» What is required: Each record needs to be echoed exactly; can you do that?

» Data section:
★ ★ ★ ★
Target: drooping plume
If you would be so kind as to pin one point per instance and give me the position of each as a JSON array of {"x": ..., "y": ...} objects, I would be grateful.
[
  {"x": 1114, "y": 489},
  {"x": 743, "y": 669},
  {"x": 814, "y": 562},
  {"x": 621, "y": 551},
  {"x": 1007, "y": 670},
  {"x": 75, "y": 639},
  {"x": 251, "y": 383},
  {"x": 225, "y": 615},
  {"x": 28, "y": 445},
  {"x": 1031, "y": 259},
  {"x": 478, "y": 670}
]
★ ★ ★ ★
» Solution below:
Target: drooping plume
If you would be so kind as to pin one point per instance and give me the position of each as a JSON array of {"x": ..., "y": ...} objects, I would be grateful.
[
  {"x": 1114, "y": 489},
  {"x": 743, "y": 669},
  {"x": 814, "y": 562},
  {"x": 621, "y": 551},
  {"x": 1007, "y": 670},
  {"x": 75, "y": 639},
  {"x": 251, "y": 383},
  {"x": 225, "y": 615},
  {"x": 28, "y": 445},
  {"x": 1031, "y": 259},
  {"x": 478, "y": 670}
]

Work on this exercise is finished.